▶ Written task A
Rewrite the passage of the git mailing-list reply starting with "I want to know" and going on through "of thing too.", swapping "hook" for "script".
▶ Written task B
State only the number of lines in the listing that contain the string "paella", treating case as significant.

▶ Passage provided
==============================
Re: Is there a --stat or --numstat like option that'll allow me to have my cake and eat it too?

Ævar Arnfjörð Bjarmason <avarab@xxxxxxxxx> · Tue, 8 Mar 2016 21:58:59 +0100

On Tue, Mar 8, 2016 at 9:51 PM, Jeff King <peff@xxxxxxxx> wrote:
> On Tue, Mar 08, 2016 at 04:08:21PM +0100, Ævar Arnfjörð Bjarmason wrote:
>
>> What I really want is something for git-log more like
>> git-for-each-ref, so I could emit the following info for each file
>> being modified delimited by some binary marker:
>>
>>     - file name before
>>     - file name after
>>     - is rename?
>>     - is binary?
>>     - size in bytes before
>>     - size it bytes after
>>     - removed lines
>>     - added lines
>
> If you get the full sha1s of each object (e.g., by adding --raw), then
> you can dump them all to a single cat-file invocation to efficiently get
> the sizes.
>
> I'm not quite sure I understand why you want to know about renames and
> added/removed lines if you are just blocking binary files. If I were
> implementing this[1], I'd probably just block based on blob size, which
> you can do with:

I want to know about renames because if you're just moving an existing
binary file around that's fine, it's not adding a new big blob to the
repo.

The hook also has a facility to commit binary stuff if you add "yes I
know what I'm doing and want to commit N bytes to the repo" to the
commit message. Mostly when people do this it's an accident.

I wanted to know about added/removed lines because I was looking into
extending this non-binary files. Today at work someone committed 300MB
of text files to a branch, we could delete it in that case, but it
would also be nice to have limits on that sort of thing too.

>   git rev-list --objects $old..$new |
>   git cat-file --batch-check='%(objectsize) %(objectname) %(rest)' |
>   perl -alne 'print if $F[0] > 1_000_000; # or whatever' |
>   while read size sha1 file; do
>         echo "Whoops, $file ($sha1) is too big"
>         exit 1
>   done
>
> You can also use %(objectsize:disk) to get the on-disk size (which can
> tell you about things that don't compress well, which tend to be the
> sorts of things you are trying to keep out).
>
> You can't ask about binary-ness, but I don't think it would unreasonable
> for cat-file to have a "would git consider this content binary?"
> placeholder for --batch-check.
==============================
▶ Supplied data

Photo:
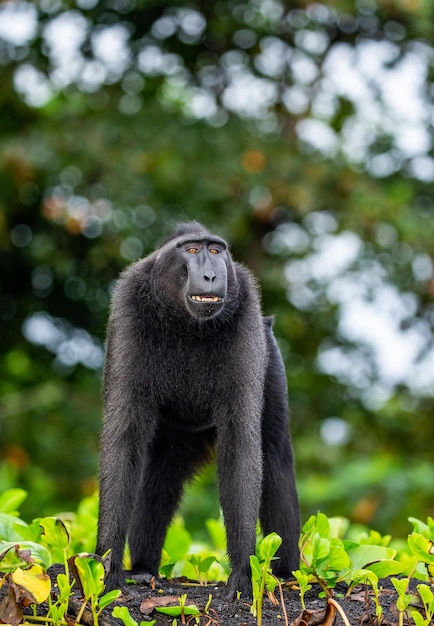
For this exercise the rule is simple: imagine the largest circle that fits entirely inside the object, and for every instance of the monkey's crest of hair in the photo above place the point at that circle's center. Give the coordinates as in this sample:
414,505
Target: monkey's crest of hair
188,228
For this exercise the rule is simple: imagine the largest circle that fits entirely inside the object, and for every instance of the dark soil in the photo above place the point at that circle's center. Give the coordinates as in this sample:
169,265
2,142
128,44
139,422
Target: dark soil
358,606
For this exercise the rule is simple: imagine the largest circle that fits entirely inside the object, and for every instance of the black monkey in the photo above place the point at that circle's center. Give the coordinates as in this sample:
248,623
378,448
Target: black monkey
191,364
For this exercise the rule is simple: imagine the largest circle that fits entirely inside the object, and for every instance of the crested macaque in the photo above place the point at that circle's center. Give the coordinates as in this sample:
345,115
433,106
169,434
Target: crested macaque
191,366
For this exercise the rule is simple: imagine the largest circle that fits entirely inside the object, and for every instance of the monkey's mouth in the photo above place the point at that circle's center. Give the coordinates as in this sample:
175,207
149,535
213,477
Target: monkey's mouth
206,298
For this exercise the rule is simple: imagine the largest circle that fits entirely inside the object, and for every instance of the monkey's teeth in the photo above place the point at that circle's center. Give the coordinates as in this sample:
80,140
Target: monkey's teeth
206,298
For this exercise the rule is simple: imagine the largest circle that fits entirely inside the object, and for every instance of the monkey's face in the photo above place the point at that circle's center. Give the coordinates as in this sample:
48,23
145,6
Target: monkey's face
205,262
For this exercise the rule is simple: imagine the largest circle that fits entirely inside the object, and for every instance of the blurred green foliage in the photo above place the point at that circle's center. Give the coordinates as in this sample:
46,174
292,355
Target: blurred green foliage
119,118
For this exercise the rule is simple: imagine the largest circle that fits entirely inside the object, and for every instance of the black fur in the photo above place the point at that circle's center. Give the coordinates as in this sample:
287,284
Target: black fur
183,375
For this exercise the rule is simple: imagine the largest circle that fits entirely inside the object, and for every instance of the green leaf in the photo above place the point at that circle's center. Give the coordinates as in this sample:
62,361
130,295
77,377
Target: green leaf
10,527
54,533
39,553
418,619
337,559
320,547
421,547
178,541
322,525
35,580
11,499
419,526
108,598
255,567
364,555
91,575
205,564
386,568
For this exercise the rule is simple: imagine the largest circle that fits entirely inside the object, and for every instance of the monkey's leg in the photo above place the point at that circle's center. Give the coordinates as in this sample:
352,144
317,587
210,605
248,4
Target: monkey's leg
240,470
174,456
279,510
118,469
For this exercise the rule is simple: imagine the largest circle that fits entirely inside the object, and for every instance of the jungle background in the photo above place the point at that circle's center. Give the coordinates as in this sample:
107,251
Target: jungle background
300,131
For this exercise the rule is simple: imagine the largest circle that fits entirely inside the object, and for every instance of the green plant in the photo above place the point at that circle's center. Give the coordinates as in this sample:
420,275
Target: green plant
90,572
401,586
427,597
201,566
421,544
304,586
56,538
261,572
180,610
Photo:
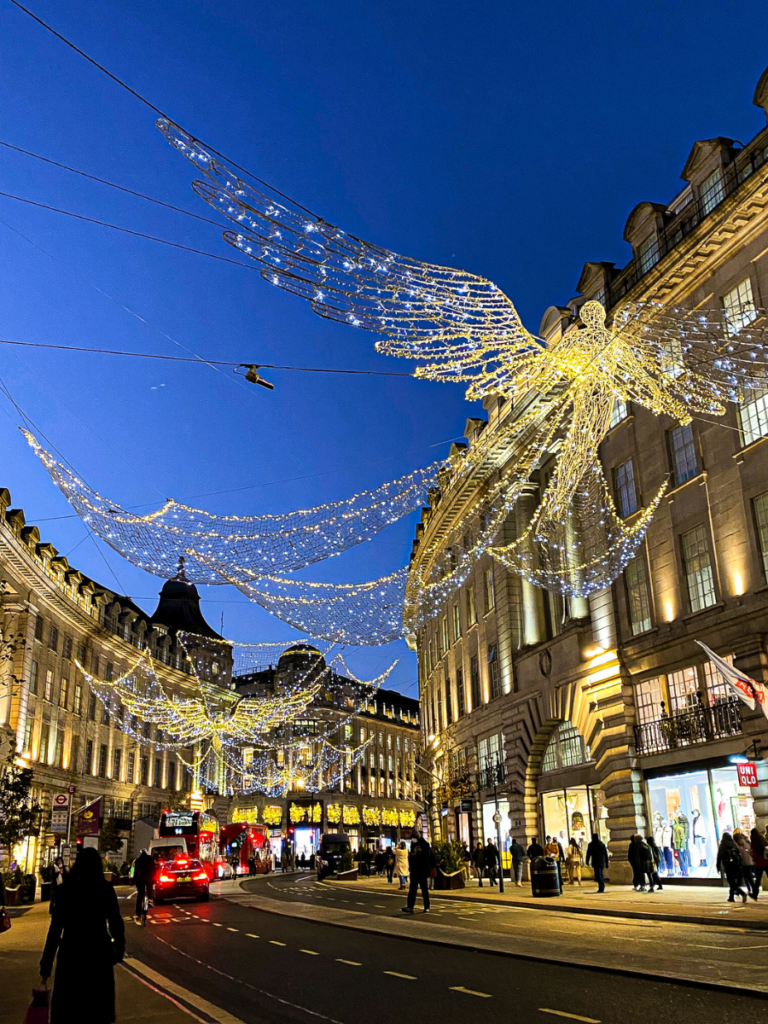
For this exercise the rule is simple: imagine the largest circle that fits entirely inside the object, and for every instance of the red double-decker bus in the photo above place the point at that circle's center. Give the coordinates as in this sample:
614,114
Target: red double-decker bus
240,841
200,833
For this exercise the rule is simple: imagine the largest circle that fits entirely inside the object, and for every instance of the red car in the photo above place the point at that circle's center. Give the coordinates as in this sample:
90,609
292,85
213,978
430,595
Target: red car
181,877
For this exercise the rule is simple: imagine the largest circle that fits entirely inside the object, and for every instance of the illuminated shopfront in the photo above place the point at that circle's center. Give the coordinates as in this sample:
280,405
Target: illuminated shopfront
689,812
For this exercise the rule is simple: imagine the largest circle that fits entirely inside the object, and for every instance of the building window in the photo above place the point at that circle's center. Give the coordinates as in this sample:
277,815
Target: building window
761,517
617,413
624,477
495,673
474,681
712,192
648,700
683,686
698,578
489,590
638,596
754,418
647,253
738,305
471,606
683,449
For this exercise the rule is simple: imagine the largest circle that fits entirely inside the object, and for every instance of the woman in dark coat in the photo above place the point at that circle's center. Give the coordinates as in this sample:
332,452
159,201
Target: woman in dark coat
84,987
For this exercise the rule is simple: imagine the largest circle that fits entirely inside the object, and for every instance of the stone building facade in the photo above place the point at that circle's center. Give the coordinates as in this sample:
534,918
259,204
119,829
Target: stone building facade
603,714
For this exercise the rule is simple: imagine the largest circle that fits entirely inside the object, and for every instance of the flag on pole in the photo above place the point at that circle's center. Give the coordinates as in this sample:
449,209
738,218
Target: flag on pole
750,690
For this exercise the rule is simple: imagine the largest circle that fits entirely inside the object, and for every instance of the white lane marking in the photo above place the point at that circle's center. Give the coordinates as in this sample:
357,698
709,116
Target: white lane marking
573,1017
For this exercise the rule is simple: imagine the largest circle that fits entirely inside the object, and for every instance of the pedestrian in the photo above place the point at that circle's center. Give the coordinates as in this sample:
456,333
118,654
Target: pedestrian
400,858
748,863
143,877
759,846
389,863
478,859
729,864
656,855
517,853
597,856
420,862
79,940
535,849
492,861
573,861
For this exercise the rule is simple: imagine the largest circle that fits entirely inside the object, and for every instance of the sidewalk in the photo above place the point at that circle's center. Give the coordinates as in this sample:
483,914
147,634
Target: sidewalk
19,955
687,904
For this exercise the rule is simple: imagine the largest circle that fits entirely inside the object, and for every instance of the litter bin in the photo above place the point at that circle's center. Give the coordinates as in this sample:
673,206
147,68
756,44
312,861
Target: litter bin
545,879
28,888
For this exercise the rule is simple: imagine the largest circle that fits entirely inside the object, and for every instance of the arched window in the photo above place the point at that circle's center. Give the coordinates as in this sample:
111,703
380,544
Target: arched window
565,749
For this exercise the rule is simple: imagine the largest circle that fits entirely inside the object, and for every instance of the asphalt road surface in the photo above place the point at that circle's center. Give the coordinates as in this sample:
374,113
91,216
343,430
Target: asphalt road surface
262,967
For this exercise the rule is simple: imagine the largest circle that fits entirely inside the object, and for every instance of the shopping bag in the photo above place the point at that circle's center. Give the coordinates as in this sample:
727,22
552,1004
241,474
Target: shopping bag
37,1012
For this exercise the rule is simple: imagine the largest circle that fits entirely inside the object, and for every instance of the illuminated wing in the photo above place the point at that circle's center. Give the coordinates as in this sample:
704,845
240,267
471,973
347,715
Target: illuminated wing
704,356
462,326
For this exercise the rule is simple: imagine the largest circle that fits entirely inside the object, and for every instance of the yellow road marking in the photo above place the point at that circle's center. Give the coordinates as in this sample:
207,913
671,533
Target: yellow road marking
573,1017
469,991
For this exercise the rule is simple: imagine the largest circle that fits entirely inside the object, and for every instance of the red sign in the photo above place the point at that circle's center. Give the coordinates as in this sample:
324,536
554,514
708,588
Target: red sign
748,774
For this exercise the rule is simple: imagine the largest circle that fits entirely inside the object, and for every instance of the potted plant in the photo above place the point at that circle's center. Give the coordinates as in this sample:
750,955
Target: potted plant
449,857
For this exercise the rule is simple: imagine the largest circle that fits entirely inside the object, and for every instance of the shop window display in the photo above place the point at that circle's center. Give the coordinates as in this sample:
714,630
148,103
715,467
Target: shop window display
690,812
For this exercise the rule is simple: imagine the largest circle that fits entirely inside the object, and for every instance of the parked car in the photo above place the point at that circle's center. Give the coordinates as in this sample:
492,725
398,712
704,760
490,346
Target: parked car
331,853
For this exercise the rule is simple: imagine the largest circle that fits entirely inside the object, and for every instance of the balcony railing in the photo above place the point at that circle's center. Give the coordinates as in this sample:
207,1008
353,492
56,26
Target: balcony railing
699,724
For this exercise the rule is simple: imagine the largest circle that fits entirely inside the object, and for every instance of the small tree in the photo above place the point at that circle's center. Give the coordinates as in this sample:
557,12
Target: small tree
110,839
18,812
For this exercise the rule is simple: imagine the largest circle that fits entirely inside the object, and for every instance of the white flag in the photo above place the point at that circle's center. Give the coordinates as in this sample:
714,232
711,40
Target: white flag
750,690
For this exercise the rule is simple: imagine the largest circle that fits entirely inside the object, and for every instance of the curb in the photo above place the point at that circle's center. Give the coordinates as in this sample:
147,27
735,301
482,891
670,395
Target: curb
624,972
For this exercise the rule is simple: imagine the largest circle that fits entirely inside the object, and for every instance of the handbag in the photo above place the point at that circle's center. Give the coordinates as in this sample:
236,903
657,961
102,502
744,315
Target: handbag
38,1010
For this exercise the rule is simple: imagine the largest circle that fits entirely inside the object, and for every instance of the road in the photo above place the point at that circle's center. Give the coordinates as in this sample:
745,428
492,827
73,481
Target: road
259,966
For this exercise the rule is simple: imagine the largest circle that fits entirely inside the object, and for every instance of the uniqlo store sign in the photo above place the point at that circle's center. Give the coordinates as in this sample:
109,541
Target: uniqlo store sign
748,774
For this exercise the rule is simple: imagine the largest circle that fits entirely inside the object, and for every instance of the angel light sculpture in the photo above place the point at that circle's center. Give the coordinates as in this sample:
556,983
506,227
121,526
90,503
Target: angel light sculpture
462,328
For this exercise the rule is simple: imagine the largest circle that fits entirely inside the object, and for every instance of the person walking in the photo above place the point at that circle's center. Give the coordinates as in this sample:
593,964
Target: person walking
86,938
478,861
389,863
420,862
573,862
491,855
517,854
400,859
729,864
597,857
143,877
759,846
748,863
656,856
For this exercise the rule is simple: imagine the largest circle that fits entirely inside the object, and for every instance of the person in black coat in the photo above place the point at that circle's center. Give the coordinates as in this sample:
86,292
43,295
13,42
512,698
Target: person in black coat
85,951
420,861
597,857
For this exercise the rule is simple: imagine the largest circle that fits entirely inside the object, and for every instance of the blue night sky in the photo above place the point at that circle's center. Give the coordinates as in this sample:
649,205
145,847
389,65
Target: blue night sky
508,139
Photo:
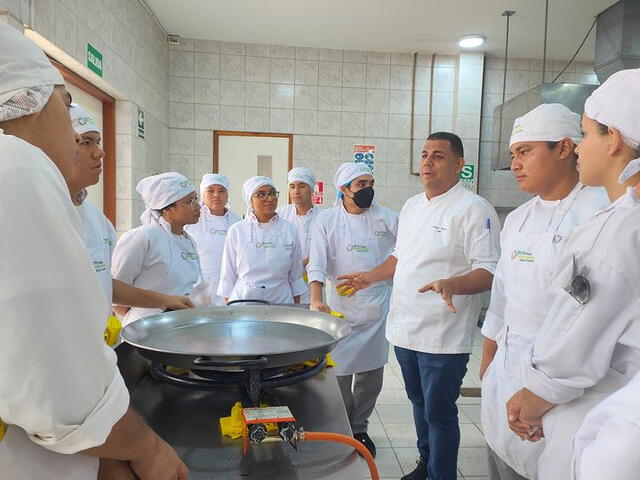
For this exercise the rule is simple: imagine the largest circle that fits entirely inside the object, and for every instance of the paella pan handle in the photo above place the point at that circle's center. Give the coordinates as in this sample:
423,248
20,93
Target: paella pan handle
248,300
252,362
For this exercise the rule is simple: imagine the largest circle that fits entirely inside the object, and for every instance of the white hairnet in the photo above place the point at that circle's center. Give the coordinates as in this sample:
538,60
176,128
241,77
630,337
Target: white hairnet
616,103
302,174
209,179
250,186
27,77
347,172
81,121
158,191
549,122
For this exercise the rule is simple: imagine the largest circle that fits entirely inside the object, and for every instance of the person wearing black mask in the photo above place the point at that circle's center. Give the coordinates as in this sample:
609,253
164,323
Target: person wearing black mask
355,234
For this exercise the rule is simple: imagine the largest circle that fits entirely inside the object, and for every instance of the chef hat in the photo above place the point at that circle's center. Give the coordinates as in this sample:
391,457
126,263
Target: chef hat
302,174
27,77
549,122
81,121
347,172
616,103
250,186
209,179
158,191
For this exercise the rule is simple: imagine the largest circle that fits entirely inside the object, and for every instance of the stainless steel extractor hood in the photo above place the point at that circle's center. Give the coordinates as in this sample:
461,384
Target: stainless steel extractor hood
572,95
617,48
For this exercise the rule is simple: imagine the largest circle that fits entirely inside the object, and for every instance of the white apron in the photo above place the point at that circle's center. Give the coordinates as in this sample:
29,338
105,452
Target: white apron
181,274
367,347
527,280
267,252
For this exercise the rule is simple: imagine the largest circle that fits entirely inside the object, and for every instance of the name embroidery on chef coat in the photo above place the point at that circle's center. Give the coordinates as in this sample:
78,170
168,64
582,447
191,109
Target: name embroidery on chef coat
357,248
188,256
522,256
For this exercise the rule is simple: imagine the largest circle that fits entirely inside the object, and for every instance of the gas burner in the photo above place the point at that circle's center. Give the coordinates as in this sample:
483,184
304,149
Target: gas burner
254,384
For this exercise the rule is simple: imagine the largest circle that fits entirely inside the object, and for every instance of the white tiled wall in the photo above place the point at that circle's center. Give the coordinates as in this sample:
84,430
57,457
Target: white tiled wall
499,187
135,64
329,100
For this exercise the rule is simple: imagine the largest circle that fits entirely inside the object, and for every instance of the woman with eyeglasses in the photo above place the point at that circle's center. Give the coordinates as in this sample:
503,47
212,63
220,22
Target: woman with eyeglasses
262,256
159,255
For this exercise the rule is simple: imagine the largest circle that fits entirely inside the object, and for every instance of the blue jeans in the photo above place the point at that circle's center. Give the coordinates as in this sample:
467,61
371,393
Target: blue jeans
433,384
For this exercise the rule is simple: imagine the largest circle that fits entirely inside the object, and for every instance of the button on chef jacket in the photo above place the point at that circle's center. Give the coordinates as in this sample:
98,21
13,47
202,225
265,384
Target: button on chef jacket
262,261
153,258
447,236
608,442
60,389
583,353
209,234
100,238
==============================
▶ Full output A
I want to know about renames because if you're just moving an existing
binary file around that's fine, it's not adding a new big blob to the
repo.

The script also has a facility to commit binary stuff if you add "yes I
know what I'm doing and want to commit N bytes to the repo" to the
commit message. Mostly when people do this it's an accident.

I wanted to know about added/removed lines because I was looking into
extending this non-binary files. Today at work someone committed 300MB
of text files to a branch, we could delete it in that case, but it
would also be nice to have limits on that sort of thing too.

▶ Full output B
2